*** INFORMATION SHOWN ***
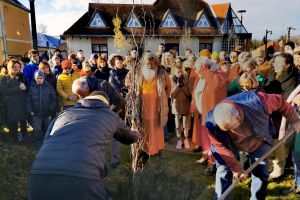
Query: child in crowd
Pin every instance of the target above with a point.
(41, 104)
(180, 105)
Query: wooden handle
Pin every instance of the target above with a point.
(232, 186)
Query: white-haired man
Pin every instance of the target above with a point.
(242, 123)
(154, 93)
(210, 90)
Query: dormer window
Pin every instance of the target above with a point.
(169, 21)
(134, 22)
(97, 22)
(203, 22)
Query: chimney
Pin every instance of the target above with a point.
(33, 25)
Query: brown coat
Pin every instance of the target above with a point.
(163, 90)
(181, 98)
(233, 72)
(215, 89)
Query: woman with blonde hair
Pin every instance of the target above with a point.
(248, 81)
(13, 88)
(48, 74)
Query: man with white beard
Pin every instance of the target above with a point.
(154, 93)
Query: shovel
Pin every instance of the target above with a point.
(232, 186)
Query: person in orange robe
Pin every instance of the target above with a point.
(155, 90)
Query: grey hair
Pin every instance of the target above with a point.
(79, 83)
(225, 114)
(202, 60)
(151, 56)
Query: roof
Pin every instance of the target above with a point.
(154, 13)
(17, 4)
(220, 10)
(45, 40)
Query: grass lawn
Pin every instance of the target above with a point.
(177, 177)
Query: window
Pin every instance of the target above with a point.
(203, 22)
(169, 46)
(169, 22)
(99, 48)
(97, 22)
(133, 22)
(228, 45)
(207, 46)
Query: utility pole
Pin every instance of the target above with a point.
(241, 11)
(266, 41)
(33, 25)
(289, 33)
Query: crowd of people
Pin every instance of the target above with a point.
(198, 97)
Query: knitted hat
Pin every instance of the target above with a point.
(65, 64)
(297, 50)
(258, 53)
(188, 64)
(39, 73)
(238, 49)
(205, 53)
(214, 55)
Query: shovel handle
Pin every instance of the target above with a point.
(232, 186)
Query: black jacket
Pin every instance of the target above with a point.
(76, 142)
(14, 99)
(41, 99)
(116, 101)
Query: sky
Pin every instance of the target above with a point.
(275, 15)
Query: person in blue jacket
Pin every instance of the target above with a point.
(71, 162)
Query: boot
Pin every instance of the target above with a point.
(179, 144)
(278, 169)
(186, 143)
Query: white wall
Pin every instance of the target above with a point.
(217, 45)
(193, 45)
(153, 43)
(112, 49)
(76, 43)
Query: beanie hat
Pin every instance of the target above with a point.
(39, 73)
(94, 56)
(214, 55)
(297, 50)
(258, 53)
(65, 64)
(238, 49)
(205, 52)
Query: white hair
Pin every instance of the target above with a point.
(225, 115)
(202, 60)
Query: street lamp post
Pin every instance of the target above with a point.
(33, 25)
(266, 40)
(241, 11)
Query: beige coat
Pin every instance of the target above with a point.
(181, 98)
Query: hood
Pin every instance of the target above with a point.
(91, 102)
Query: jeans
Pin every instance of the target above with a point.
(259, 175)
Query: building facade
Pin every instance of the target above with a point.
(15, 37)
(190, 24)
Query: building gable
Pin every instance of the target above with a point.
(169, 20)
(232, 24)
(133, 22)
(97, 21)
(202, 21)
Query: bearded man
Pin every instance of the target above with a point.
(154, 92)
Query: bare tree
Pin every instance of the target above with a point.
(43, 28)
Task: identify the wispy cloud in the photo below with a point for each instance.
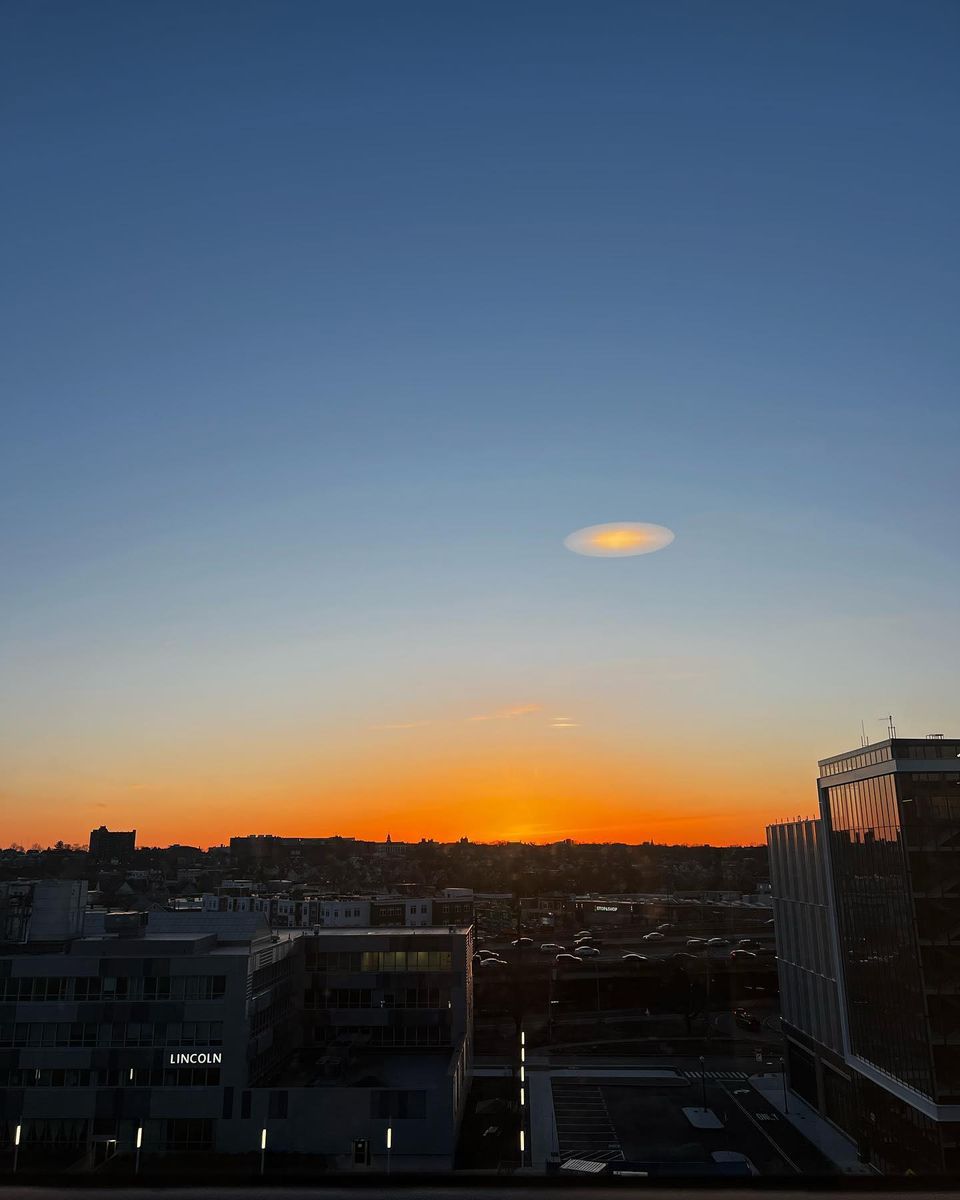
(401, 725)
(508, 714)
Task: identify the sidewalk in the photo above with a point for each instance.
(828, 1140)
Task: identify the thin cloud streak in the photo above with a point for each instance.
(508, 714)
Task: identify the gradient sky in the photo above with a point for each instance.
(325, 323)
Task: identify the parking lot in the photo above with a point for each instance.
(642, 1121)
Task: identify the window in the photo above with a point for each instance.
(189, 1134)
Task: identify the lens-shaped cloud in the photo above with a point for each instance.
(619, 539)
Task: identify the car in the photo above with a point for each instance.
(733, 1157)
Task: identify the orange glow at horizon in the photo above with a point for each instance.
(522, 793)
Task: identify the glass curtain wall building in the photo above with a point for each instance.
(883, 856)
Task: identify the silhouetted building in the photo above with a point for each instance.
(112, 845)
(867, 901)
(209, 1032)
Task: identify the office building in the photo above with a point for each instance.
(283, 911)
(195, 1032)
(867, 901)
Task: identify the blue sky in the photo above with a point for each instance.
(325, 323)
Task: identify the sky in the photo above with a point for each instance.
(327, 323)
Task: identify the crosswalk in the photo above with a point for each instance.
(715, 1074)
(583, 1125)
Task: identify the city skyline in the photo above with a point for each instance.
(329, 324)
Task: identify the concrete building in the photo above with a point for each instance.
(196, 1032)
(41, 910)
(868, 924)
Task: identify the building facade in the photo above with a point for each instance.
(883, 853)
(112, 845)
(209, 1032)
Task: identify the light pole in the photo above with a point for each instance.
(707, 997)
***
Can the lines from the start of the records through the line with "Query: brown coat" be given again exactly, with the pictures left out?

Query: child in crowd
Pin every instance of the target above with a point.
(41, 104)
(180, 105)
Query: wooden handle
Pin every instance of the target above with a point.
(232, 186)
Query: white-haired man
Pin every instance of the target above with a point.
(242, 123)
(154, 93)
(210, 90)
Query: dormer window
Pin every instance of the target above with a point.
(169, 21)
(134, 22)
(97, 22)
(203, 22)
Query: chimney
Pin every instance of the target above with a point.
(33, 25)
Query: brown coat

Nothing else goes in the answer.